----- Information supplied -----

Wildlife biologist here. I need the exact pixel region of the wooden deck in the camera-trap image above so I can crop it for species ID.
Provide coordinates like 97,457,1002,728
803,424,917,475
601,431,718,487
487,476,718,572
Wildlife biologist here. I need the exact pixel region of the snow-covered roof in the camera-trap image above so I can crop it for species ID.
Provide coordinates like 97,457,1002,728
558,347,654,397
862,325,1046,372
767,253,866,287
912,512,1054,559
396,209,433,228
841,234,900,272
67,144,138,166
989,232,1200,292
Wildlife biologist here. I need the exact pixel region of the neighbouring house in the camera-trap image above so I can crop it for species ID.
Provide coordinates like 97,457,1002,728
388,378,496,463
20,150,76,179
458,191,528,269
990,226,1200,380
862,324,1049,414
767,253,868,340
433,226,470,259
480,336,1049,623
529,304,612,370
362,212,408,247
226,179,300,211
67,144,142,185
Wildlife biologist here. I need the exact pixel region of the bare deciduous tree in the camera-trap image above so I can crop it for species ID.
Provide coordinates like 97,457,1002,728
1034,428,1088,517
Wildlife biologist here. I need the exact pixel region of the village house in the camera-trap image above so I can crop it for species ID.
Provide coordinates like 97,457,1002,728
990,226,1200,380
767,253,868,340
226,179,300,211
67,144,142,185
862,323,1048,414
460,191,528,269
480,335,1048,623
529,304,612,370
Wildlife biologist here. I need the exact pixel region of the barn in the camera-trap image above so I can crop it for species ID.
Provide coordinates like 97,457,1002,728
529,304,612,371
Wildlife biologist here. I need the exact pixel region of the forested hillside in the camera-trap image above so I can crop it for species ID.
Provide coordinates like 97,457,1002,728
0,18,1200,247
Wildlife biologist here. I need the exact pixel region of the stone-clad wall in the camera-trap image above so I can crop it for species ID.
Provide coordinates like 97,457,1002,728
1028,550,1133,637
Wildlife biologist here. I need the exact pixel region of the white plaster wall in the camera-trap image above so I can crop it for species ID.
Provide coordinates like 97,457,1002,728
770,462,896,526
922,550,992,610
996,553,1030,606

-----

→ **The request**: Rewrite the rows above, changing "Wildlife biologist" to "Field ecologist" wherever it occurs and leaving all other text unchanged.

→ **Solution to this exercise**:
Field ecologist here. I need the exact pixel region of the wooden deck in the camera-trap image above so I can crop it for species ID.
Provide coordinates like 97,457,1002,728
803,424,917,475
601,431,718,487
487,476,718,572
Field ecologist here. I need the exact pixel region of the snow-covered roof in the camera-trap image above so I can crop it for species ID.
Provide coordinates like 97,457,1002,728
558,347,654,397
862,325,1046,372
767,253,866,287
912,512,1054,559
396,209,433,228
841,234,900,272
67,144,138,166
989,232,1200,292
Field ecologist here. I need the exact pixel region of the neighbouring house in the camera-trap image above so I can crop it for species ID.
Provide coordinates like 97,457,1002,728
388,378,496,463
20,150,76,179
458,191,528,269
990,226,1200,380
862,324,1049,414
767,253,868,340
433,226,470,259
480,336,1049,623
529,304,612,370
362,212,408,247
226,179,300,211
67,144,142,185
Field ecologist here. I need the exact pixel region of the bare deciduous tree in the camera-trap image above so I can crop it for species ID.
Provide coordinates like 97,457,1002,728
1034,428,1088,517
Field ecologist here. I need the exact pixel region of the village house in the camera-trap image above so I can crop it for species ID.
Provide coordinates like 97,457,1002,728
990,226,1200,380
767,253,868,340
226,179,300,211
67,144,142,185
862,323,1048,414
460,191,528,269
480,335,1048,623
529,304,612,370
Field ecologist here. I need the exact pixel region of the barn in the camera-trap image above so I can crop it for species ID.
Provide coordinates like 97,457,1002,728
529,304,612,371
Field ecologist here. I need the exact pixel region of the forested hillside in the camera-trap image above so I can crop it for species ID.
Provide coordinates like 97,457,1002,728
0,18,1200,247
Field ecologist here. I need the exact pixel region of the stone-clad wall in the camera-trap image above so I can crop it for species ID.
Provide coordinates like 97,457,1002,728
1028,550,1133,637
Field ecologist here. I need the exact pixel region of the white plaster wall in the camera-trap image above so I can crop it for species ID.
Provide coordinates like 97,457,1002,728
770,462,896,526
922,550,992,610
996,553,1030,606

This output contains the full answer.